*** MATERIAL TO PROCESS Section Begins ***

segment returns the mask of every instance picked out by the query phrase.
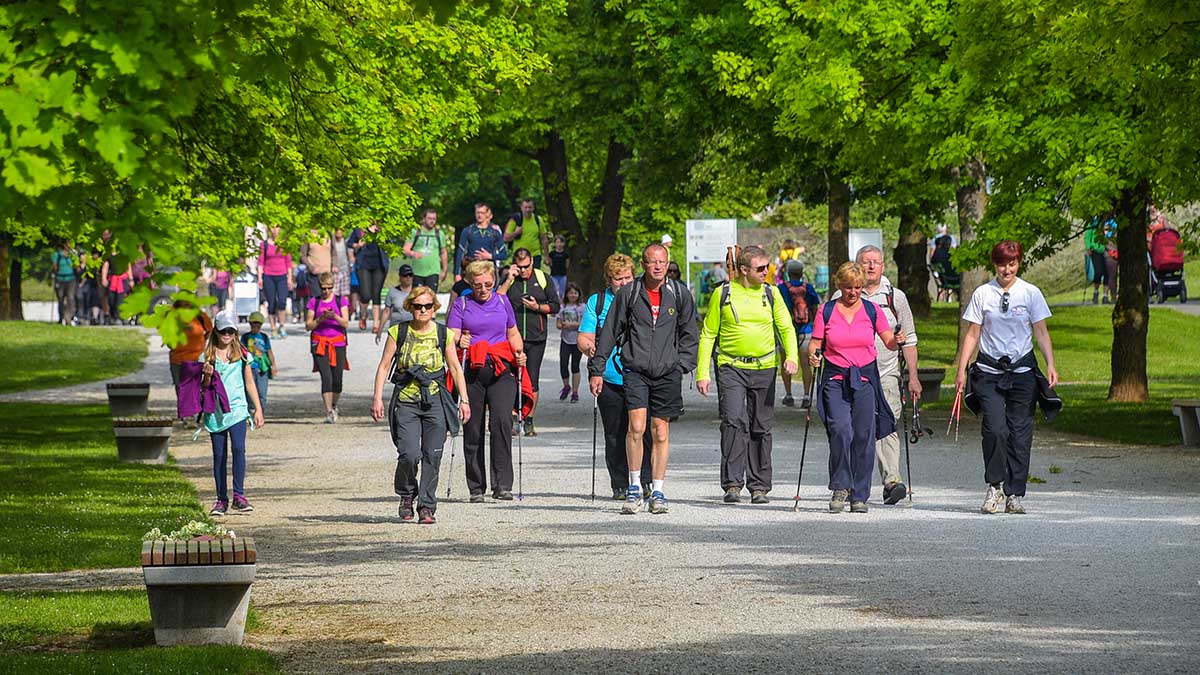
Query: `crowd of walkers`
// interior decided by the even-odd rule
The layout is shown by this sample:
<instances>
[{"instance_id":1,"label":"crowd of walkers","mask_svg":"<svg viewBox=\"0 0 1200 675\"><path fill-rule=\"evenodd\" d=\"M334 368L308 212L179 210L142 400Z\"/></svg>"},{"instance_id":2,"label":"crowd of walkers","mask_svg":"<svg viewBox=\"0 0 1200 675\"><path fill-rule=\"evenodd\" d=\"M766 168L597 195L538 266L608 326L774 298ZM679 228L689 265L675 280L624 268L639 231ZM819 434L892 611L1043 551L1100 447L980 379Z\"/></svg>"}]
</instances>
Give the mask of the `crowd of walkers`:
<instances>
[{"instance_id":1,"label":"crowd of walkers","mask_svg":"<svg viewBox=\"0 0 1200 675\"><path fill-rule=\"evenodd\" d=\"M94 250L80 249L64 241L50 254L58 323L68 326L137 323L137 317L121 316L121 303L135 284L149 278L154 258L141 247L136 260L121 264L116 256L105 252L111 238L111 233L105 230L101 233L101 245Z\"/></svg>"},{"instance_id":2,"label":"crowd of walkers","mask_svg":"<svg viewBox=\"0 0 1200 675\"><path fill-rule=\"evenodd\" d=\"M356 304L359 329L366 330L370 320L376 344L383 342L370 412L388 421L397 450L394 489L403 521L435 522L444 446L460 428L468 500L483 502L489 494L502 501L521 498L520 439L537 435L540 370L551 322L559 340L559 400L577 403L586 379L603 428L612 498L622 513L670 510L670 430L684 414L683 380L693 372L699 393L718 399L725 502L741 502L744 492L753 504L770 502L777 478L776 401L796 405L798 373L800 406L808 410L807 419L815 410L828 437L830 511L866 512L873 484L880 486L883 504L911 499L912 487L901 475L900 449L908 434L898 427L909 415L919 424L917 326L903 291L884 274L878 247L863 247L836 270L825 302L798 256L773 259L756 246L737 249L723 274L709 274L722 281L708 295L700 320L667 245L643 249L640 271L629 256L613 254L603 264L605 288L584 297L567 280L565 240L545 229L532 202L523 203L504 227L493 223L486 204L477 205L475 216L451 254L436 212L423 213L404 245L399 281L386 295L379 286L387 256L382 249L371 252L369 247L381 243L372 239L371 229L344 240L335 231L305 246L301 264L312 280L305 284L297 283L272 231L258 265L267 313L249 317L250 331L231 341L235 314L225 311L209 321L195 311L187 341L172 350L172 375L181 411L185 394L199 392L197 405L213 445L214 515L253 508L242 490L245 422L263 422L276 371L271 338L281 337L286 323L279 299L299 285L308 291L304 326L326 423L336 424L341 414ZM968 330L955 377L955 411L962 397L982 419L986 513L1001 508L1024 513L1035 408L1047 416L1061 408L1046 328L1050 311L1041 292L1017 276L1022 255L1015 242L996 245L991 253L996 276L974 292L963 315ZM372 262L360 267L365 257ZM438 285L451 272L454 290L445 322L439 323ZM367 295L353 298L352 286ZM212 381L223 384L215 401L204 396ZM239 414L241 426L230 417ZM806 423L805 444L807 435ZM225 487L226 454L233 456L232 501Z\"/></svg>"}]
</instances>

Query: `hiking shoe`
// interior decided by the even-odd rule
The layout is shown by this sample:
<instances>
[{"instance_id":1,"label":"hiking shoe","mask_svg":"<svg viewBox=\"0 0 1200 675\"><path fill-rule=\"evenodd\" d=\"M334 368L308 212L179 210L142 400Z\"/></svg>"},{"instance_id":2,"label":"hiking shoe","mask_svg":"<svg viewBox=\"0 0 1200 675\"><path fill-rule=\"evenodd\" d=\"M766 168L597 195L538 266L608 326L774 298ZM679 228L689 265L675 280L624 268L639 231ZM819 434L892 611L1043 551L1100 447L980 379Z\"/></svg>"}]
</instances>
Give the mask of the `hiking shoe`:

*** MATERIAL TO PROCESS Section Ends ***

▶ **WORK TASK**: The reply has to reproduce every line above verbatim and contain no pictures.

▶ **WRITTEN SOLUTION**:
segment returns the mask of every instance picked out by the query phrase.
Query: `crowd of walkers`
// interior decided by the even-odd rule
The layout is shown by this sample:
<instances>
[{"instance_id":1,"label":"crowd of walkers","mask_svg":"<svg viewBox=\"0 0 1200 675\"><path fill-rule=\"evenodd\" d=\"M334 368L308 212L179 210L142 400Z\"/></svg>"},{"instance_id":2,"label":"crowd of walkers","mask_svg":"<svg viewBox=\"0 0 1200 675\"><path fill-rule=\"evenodd\" d=\"M766 168L597 195L538 266L608 326L774 298ZM679 228L689 265L675 280L624 268L639 231ZM819 434L892 611L1043 551L1100 447L980 379Z\"/></svg>"}]
</instances>
Give the mask of the `crowd of walkers`:
<instances>
[{"instance_id":1,"label":"crowd of walkers","mask_svg":"<svg viewBox=\"0 0 1200 675\"><path fill-rule=\"evenodd\" d=\"M94 250L80 249L64 241L50 254L58 323L68 326L137 323L137 317L121 316L121 303L135 284L149 278L154 258L141 247L136 260L121 264L116 256L105 252L111 238L111 233L105 230L101 233L101 245Z\"/></svg>"},{"instance_id":2,"label":"crowd of walkers","mask_svg":"<svg viewBox=\"0 0 1200 675\"><path fill-rule=\"evenodd\" d=\"M356 304L359 329L366 330L370 320L376 344L383 342L370 412L388 421L397 450L394 489L403 521L435 522L444 446L460 428L468 500L483 502L489 494L502 501L521 498L520 439L537 435L540 370L551 322L559 340L559 400L577 403L586 379L603 428L612 498L622 513L670 510L670 430L684 414L683 380L693 372L699 393L718 399L725 502L741 502L744 492L753 504L770 502L777 478L776 401L796 405L798 373L800 406L808 410L807 419L815 410L828 437L830 511L866 512L873 484L880 486L883 504L911 499L912 487L901 475L900 449L908 434L898 427L909 415L919 424L917 326L903 291L884 274L878 247L863 247L836 270L825 302L798 256L773 259L756 246L737 249L723 274L709 274L722 281L708 295L700 320L667 245L643 249L640 271L629 256L613 254L603 264L605 288L584 297L567 280L565 240L545 229L532 202L523 203L504 227L493 223L486 204L477 205L475 216L451 254L436 212L423 213L404 245L399 281L386 295L379 286L387 256L382 249L371 252L369 247L381 243L372 239L371 229L344 240L335 231L305 246L301 264L312 280L305 284L297 283L272 231L258 265L267 313L249 317L250 331L231 341L235 314L225 311L209 321L195 311L187 341L172 350L172 375L181 411L185 394L199 392L197 405L213 445L214 515L253 508L242 490L245 422L263 422L276 371L271 338L281 337L286 323L279 299L299 285L308 291L304 326L326 423L336 424L341 414ZM968 330L955 377L955 411L962 397L982 419L986 513L1001 508L1024 513L1035 408L1047 416L1061 408L1046 328L1050 311L1041 292L1017 276L1022 255L1015 242L996 245L991 253L996 276L974 292L963 315ZM372 262L360 267L365 257ZM438 285L451 272L454 290L445 322L439 323ZM367 295L353 298L352 286ZM212 381L223 384L215 401L204 396ZM239 414L241 426L230 417ZM806 423L805 444L807 435ZM225 487L226 454L233 456L232 501Z\"/></svg>"}]
</instances>

Query: `hiking shoe`
// interior decided by the even-odd rule
The layout is shown by this sample:
<instances>
[{"instance_id":1,"label":"hiking shoe","mask_svg":"<svg viewBox=\"0 0 1200 675\"><path fill-rule=\"evenodd\" d=\"M334 368L308 212L179 210L142 400Z\"/></svg>"},{"instance_id":2,"label":"hiking shoe","mask_svg":"<svg viewBox=\"0 0 1200 675\"><path fill-rule=\"evenodd\" d=\"M766 168L597 195L538 266L608 326L774 298ZM679 228L689 265L675 280L624 268L639 231ZM819 434L892 611L1043 551L1100 447L980 379Z\"/></svg>"}]
</instances>
Give the mask of the `hiking shoe`:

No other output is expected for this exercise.